■ DIRECTION
Print every line of the listing exactly, please.

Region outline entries

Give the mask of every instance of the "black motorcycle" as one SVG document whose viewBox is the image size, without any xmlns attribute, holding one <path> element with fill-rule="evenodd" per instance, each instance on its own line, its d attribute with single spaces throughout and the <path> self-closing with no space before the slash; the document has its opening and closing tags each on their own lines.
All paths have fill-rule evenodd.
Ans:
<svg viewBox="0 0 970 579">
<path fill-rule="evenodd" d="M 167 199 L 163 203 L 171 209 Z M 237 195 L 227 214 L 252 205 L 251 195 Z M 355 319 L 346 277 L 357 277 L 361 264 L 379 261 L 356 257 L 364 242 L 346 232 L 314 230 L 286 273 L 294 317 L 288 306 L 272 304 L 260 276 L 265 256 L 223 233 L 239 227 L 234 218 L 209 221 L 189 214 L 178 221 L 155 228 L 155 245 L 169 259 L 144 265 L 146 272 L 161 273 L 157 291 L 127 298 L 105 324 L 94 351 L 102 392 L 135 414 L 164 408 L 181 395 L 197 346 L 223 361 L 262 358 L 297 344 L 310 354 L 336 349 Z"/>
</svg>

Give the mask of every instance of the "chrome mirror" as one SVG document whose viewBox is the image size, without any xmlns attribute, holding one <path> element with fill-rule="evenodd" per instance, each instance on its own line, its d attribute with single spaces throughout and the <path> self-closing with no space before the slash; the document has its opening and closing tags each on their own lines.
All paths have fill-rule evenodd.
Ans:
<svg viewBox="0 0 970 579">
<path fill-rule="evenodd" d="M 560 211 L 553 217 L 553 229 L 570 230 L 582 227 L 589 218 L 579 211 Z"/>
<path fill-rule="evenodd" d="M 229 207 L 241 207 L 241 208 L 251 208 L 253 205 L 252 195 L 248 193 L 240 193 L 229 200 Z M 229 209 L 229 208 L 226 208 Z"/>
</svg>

■ SOLUTION TO THIS TASK
Give the mask of every instance of the "black motorcycle" as one SVG document whose viewBox is the image size, without any xmlns attribute, holding one <path> element with fill-rule="evenodd" per instance, each instance on its own line, its d attribute with single spaces throughout and the <path> self-closing with no space before the slash; the document has its opening and closing tags each on their own lines.
All paths have fill-rule evenodd.
Ans:
<svg viewBox="0 0 970 579">
<path fill-rule="evenodd" d="M 167 199 L 163 203 L 171 209 Z M 237 195 L 227 214 L 252 205 L 251 195 Z M 355 319 L 346 277 L 357 277 L 361 264 L 379 261 L 356 257 L 364 242 L 346 232 L 314 230 L 286 273 L 294 317 L 288 306 L 272 304 L 260 276 L 265 256 L 223 233 L 239 227 L 234 218 L 209 221 L 189 214 L 178 221 L 155 228 L 155 245 L 169 259 L 144 265 L 146 272 L 161 273 L 157 291 L 127 298 L 105 324 L 94 351 L 102 392 L 135 414 L 164 408 L 181 395 L 197 346 L 223 361 L 262 358 L 297 344 L 310 354 L 336 349 Z"/>
</svg>

Give the mask of every instance of the "chrome mirror" as one SVG document whose viewBox is the image size, without any xmlns attribute, holding one <path> element with fill-rule="evenodd" per instance, each instance on its own line, its d attribute with single spaces throughout and the <path> self-closing with no space before the slash; the document has its opening and closing tags each on their own lines.
All paths have fill-rule evenodd.
Ans:
<svg viewBox="0 0 970 579">
<path fill-rule="evenodd" d="M 560 211 L 553 217 L 553 229 L 570 230 L 582 227 L 589 218 L 579 211 Z"/>
<path fill-rule="evenodd" d="M 229 207 L 241 207 L 241 208 L 251 208 L 253 205 L 252 195 L 248 193 L 240 193 L 229 200 Z M 229 209 L 229 208 L 226 208 Z"/>
</svg>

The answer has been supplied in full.